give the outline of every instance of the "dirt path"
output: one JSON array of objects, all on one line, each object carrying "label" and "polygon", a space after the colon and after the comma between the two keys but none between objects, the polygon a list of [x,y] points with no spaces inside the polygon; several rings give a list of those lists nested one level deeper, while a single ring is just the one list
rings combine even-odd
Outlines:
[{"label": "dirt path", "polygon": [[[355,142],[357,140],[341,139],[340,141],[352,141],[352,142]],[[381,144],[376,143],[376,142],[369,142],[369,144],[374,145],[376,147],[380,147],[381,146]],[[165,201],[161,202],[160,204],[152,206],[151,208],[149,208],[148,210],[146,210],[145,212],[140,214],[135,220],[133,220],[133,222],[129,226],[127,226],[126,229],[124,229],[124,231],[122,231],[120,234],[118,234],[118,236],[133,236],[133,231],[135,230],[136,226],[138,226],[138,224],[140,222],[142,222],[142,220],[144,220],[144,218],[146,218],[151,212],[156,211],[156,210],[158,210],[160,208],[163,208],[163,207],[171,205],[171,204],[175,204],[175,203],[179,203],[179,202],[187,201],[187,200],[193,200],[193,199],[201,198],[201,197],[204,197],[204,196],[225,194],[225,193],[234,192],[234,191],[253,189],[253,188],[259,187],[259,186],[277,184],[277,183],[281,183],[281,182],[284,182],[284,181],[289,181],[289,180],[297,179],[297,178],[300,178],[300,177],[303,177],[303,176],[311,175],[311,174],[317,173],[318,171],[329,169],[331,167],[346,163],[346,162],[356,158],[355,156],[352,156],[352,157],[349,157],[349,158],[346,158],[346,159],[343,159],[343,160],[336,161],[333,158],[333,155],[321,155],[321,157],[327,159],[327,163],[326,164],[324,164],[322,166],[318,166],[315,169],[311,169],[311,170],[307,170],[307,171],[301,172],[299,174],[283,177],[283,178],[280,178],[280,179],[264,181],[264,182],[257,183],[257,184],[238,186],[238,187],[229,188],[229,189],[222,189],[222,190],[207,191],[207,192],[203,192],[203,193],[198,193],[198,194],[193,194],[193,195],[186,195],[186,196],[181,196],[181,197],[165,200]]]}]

» OBJECTIVE: Rewrite the records with "even-odd" swapped for "by the even-odd rule", keeping everything else the same.

» THE SOLUTION:
give the outline of every instance of the "dirt path"
output: one JSON array of objects, all on one line, each object carrying "label" and "polygon", a space after the colon and after the comma between the two keys but none between objects, the polygon a list of [x,y] points with no spaces inside the polygon; several rings give a list of those lists nested one level deeper, while a single ring is just the one list
rings combine by the even-odd rule
Outlines:
[{"label": "dirt path", "polygon": [[[355,142],[357,140],[341,139],[340,141],[352,141],[352,142]],[[381,144],[376,143],[376,142],[369,142],[369,144],[374,145],[376,147],[380,147],[381,146]],[[165,201],[161,202],[160,204],[152,206],[151,208],[149,208],[148,210],[146,210],[145,212],[140,214],[135,220],[133,220],[133,222],[129,226],[127,226],[126,229],[124,229],[124,231],[122,231],[120,234],[118,234],[118,236],[133,236],[133,231],[135,230],[136,226],[138,226],[138,224],[140,222],[142,222],[142,220],[144,220],[144,218],[146,218],[151,212],[156,211],[156,210],[158,210],[160,208],[163,208],[163,207],[171,205],[171,204],[175,204],[175,203],[179,203],[179,202],[187,201],[187,200],[193,200],[193,199],[201,198],[201,197],[204,197],[204,196],[225,194],[225,193],[234,192],[234,191],[253,189],[253,188],[259,187],[259,186],[277,184],[277,183],[281,183],[281,182],[284,182],[284,181],[289,181],[289,180],[297,179],[297,178],[300,178],[300,177],[303,177],[303,176],[311,175],[311,174],[317,173],[318,171],[329,169],[331,167],[346,163],[346,162],[356,158],[355,156],[352,156],[352,157],[349,157],[349,158],[346,158],[346,159],[343,159],[343,160],[336,161],[333,158],[333,155],[321,155],[321,157],[327,159],[327,163],[326,164],[324,164],[322,166],[318,166],[315,169],[311,169],[311,170],[307,170],[307,171],[301,172],[299,174],[283,177],[283,178],[280,178],[280,179],[264,181],[264,182],[257,183],[257,184],[238,186],[238,187],[229,188],[229,189],[222,189],[222,190],[207,191],[207,192],[203,192],[203,193],[198,193],[198,194],[193,194],[193,195],[186,195],[186,196],[181,196],[181,197],[165,200]]]}]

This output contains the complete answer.